Исходный текст ::
Отнести эти слои к среднему классу вряд ли правомерно, поскольку они не имели свойственной этому классу экономической и политической независимости.

Представляет интерес анализ многомерной социальной структуры советского общества 40—50-х годов, данный американским социологом А. Инкельсом (1974 г.). Он рассматривает ее как пирамиду, включающую 9 страт.

На вершине находится правящая элита (партийно-государственная номенклатура, высшие военные чины).

На втором месте — высший слой интеллигенции (видные деятели литературы и искусства, ученые). Обладая значительными привилегиями, они не имели тех властных полномочий, которыми располагал высший слой.

Достаточно высокое — третье место отводилось «аристократии рабочего класса». Это стахановцы, «маяки», ударники пятилеток. Этот слой также имел большие привилегии и высокий престиж в обществе. Именно он олицетворял «декоративную» демократию: его представители были депутатами Верховных Советов страны и республик, членами ЦК КПСС (но не входили в партийную номенклатуру).

Далее следовал основной отряд интеллигенции (управленцы среднего звена, руководители небольших предприятий, научные и научно-педагогические работники, офицеры и т. д.).

Пятое место занимали «белые воротнички» (мелкие управленцы, служащие, не имевшие, как правило, высшего образования).

Шестой слой — «преуспевающие крестьяне», работавшие в передовых колхозах, где создавались особые условия труда. С целью формирования «образцово-показательных» хозяйств им выделялись дополнительные государственные финансовые и материально-технические ресурсы, что позволяло обеспечить более высокую производительность труда и уровень жизни.

Предоставленные данные ::
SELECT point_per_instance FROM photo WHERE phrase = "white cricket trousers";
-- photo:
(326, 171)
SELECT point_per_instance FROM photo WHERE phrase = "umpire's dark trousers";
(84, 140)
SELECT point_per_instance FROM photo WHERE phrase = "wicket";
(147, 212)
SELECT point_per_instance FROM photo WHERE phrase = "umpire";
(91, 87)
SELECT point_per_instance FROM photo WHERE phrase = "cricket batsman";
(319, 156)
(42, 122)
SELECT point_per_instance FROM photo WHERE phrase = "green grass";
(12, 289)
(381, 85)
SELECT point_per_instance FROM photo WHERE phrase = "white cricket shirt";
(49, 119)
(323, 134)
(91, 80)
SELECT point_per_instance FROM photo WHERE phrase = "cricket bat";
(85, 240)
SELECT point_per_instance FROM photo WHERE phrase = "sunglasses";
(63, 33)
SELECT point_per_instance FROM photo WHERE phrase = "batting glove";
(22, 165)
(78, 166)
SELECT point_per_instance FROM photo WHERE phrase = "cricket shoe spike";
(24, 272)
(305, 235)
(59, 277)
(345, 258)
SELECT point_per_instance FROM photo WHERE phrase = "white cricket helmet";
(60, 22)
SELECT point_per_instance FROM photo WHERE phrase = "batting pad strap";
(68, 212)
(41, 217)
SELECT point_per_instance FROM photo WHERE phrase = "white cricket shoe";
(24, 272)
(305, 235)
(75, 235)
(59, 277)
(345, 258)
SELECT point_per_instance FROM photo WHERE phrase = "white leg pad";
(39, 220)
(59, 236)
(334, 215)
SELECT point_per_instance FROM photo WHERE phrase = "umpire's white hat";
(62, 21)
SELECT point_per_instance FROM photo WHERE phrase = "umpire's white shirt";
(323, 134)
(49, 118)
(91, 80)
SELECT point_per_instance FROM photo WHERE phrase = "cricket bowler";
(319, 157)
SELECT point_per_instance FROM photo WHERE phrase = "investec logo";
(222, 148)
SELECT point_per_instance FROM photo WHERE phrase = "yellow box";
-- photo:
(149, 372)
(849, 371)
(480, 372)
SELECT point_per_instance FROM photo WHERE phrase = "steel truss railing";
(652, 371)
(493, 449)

Описание задания ::
Можете ли вы дословно и целиком повторить текст о социальной структуре советского общества?

Ответ на задание ::
Отнести эти слои к среднему классу вряд ли правомерно, поскольку они не имели свойственной этому классу экономической и политической независимости.

Представляет интерес анализ многомерной социальной структуры советского общества 40—50-х годов, данный американским социологом А. Инкельсом (1974 г.). Он рассматривает ее как пирамиду, включающую 9 страт.

На вершине находится правящая элита (партийно-государственная номенклатура, высшие военные чины).

На втором месте — высший слой интеллигенции (видные деятели литературы и искусства, ученые). Обладая значительными привилегиями, они не имели тех властных полномочий, которыми располагал высший слой.

Достаточно высокое — третье место отводилось «аристократии рабочего класса». Это стахановцы, «маяки», ударники пятилеток. Этот слой также имел большие привилегии и высокий престиж в обществе. Именно он олицетворял «декоративную» демократию: его представители были депутатами Верховных Советов страны и республик, членами ЦК КПСС (но не входили в партийную номенклатуру).

Далее следовал основной отряд интеллигенции (управленцы среднего звена, руководители небольших предприятий, научные и научно-педагогические работники, офицеры и т. д.).

Пятое место занимали «белые воротнички» (мелкие управленцы, служащие, не имевшие, как правило, высшего образования).

Шестой слой — «преуспевающие крестьяне», работавшие в передовых колхозах, где создавались особые условия труда. С целью формирования «образцово-показательных» хозяйств им выделялись дополнительные государственные финансовые и материально-технические ресурсы, что позволяло обеспечить более высокую производительность труда и уровень жизни.